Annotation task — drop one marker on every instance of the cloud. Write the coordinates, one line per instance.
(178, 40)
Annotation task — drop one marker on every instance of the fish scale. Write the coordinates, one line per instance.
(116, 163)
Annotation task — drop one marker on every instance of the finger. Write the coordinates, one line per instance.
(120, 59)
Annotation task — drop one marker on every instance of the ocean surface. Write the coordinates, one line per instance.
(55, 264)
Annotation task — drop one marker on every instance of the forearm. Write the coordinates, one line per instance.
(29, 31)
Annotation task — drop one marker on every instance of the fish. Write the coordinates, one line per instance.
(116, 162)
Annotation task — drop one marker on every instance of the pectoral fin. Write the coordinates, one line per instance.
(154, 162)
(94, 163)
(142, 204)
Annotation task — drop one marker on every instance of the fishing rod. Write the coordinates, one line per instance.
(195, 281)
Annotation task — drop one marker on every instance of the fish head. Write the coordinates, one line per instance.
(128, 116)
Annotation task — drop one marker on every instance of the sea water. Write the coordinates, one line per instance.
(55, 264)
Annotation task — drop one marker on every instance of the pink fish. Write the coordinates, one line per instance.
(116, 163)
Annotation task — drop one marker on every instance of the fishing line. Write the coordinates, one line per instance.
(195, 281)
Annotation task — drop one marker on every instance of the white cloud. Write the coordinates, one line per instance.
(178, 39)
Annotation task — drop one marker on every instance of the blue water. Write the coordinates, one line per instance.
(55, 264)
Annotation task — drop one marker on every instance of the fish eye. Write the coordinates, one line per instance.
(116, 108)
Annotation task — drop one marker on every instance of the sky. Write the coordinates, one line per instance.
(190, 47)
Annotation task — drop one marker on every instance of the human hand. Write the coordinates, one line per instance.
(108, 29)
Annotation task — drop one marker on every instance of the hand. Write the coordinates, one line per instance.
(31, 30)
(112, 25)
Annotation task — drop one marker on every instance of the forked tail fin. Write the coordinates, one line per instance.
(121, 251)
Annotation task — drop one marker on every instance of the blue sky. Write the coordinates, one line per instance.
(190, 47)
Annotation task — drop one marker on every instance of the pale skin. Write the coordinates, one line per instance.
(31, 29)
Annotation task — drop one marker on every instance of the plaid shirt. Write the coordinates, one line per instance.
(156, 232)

════

Copy all of the material above line for line, keeping every character the same.

Annotation task — drop one marker on every instance of the cloud. Write the coordinates, one line per instance.
(178, 40)
Annotation task — drop one marker on every instance of the fish scale. Write the coordinates, one line per instance.
(116, 163)
Annotation task — drop one marker on every instance of the finger. Write the coordinates, one line per instance.
(120, 59)
Annotation task — drop one marker on every instance of the ocean surface. Write the coordinates, one line per instance.
(55, 264)
Annotation task — drop one marker on every instance of the forearm. Write the coordinates, one line per instance.
(29, 31)
Annotation task — drop one marker on every instance of the fish. Write the coordinates, one line per instance.
(116, 162)
Annotation task — drop one marker on every instance of the pectoral fin. Write the coordinates, one line per instance.
(154, 162)
(94, 163)
(142, 204)
Annotation task — drop one marker on every instance of the fishing rod. Write the coordinates, one line per instance.
(195, 281)
Annotation task — drop one marker on every instance of the fish head. Write the coordinates, one line per instance.
(128, 116)
Annotation task — drop one marker on every instance of the sea water. Write the coordinates, one line per instance.
(55, 264)
Annotation task — drop one marker on every instance of the pink fish. Write the coordinates, one line per instance.
(116, 163)
Annotation task — drop one marker on every instance of the fishing line. Write the coordinates, one line per instance.
(195, 281)
Annotation task — drop one marker on every instance of the white cloud. Write the coordinates, one line per instance.
(178, 39)
Annotation task — drop one marker on every instance of the blue water. Write the coordinates, one line per instance.
(55, 264)
Annotation task — drop one marker on every instance of the fish eye. Write the coordinates, one line per instance.
(116, 108)
Annotation task — drop one marker on every instance of the sky. Write the coordinates, one line per instance.
(190, 47)
Annotation task — drop one marker on every instance of the human hand. Write the coordinates, one line per instance.
(108, 29)
Annotation task — drop one marker on every instance of the hand. Write the coordinates, one line per instance.
(31, 30)
(112, 25)
Annotation task — drop one marker on every instance of the forked tail fin. Write the coordinates, one line per instance.
(121, 251)
Annotation task — drop one marker on every instance of the blue sky. Write the coordinates, one line per instance.
(190, 47)
Annotation task — drop one marker on every instance of the pale skin. Write the coordinates, one line per instance.
(31, 29)
Annotation task — drop one marker on every instance of the plaid shirt. Write the coordinates, one line per instance.
(156, 232)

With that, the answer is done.